++++ Raw data

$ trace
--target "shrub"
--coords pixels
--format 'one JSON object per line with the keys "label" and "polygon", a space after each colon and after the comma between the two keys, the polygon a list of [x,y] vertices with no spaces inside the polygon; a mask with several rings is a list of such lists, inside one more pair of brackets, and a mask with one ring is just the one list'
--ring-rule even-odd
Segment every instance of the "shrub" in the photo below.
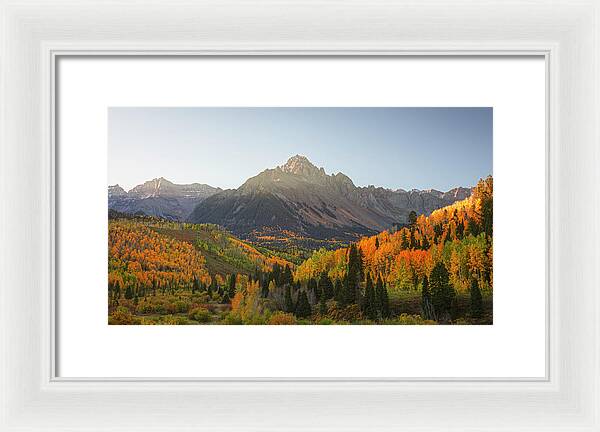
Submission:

++++++++

> [Your goal] Convert each line of the material above into an item of a numbered list, leaving out blank lines. Omit the pictures from the list.

> [Solution for this task]
1. $ trace
2. --target "shrub"
3. --coords pixels
4. --format 'one JSON object per line with the keys "label" and "polygon", a space after each colon and after the comma between the two keys, the polygon a list of [x,y] vertices with no spaces inside the polygon; a mask with several rings is a list of such lists, inside one more pair of brackets, and a mask with one ring is just the one list'
5. --ring-rule even-odd
6. Segment every instance of the "shrub" in the photo below.
7. Submission:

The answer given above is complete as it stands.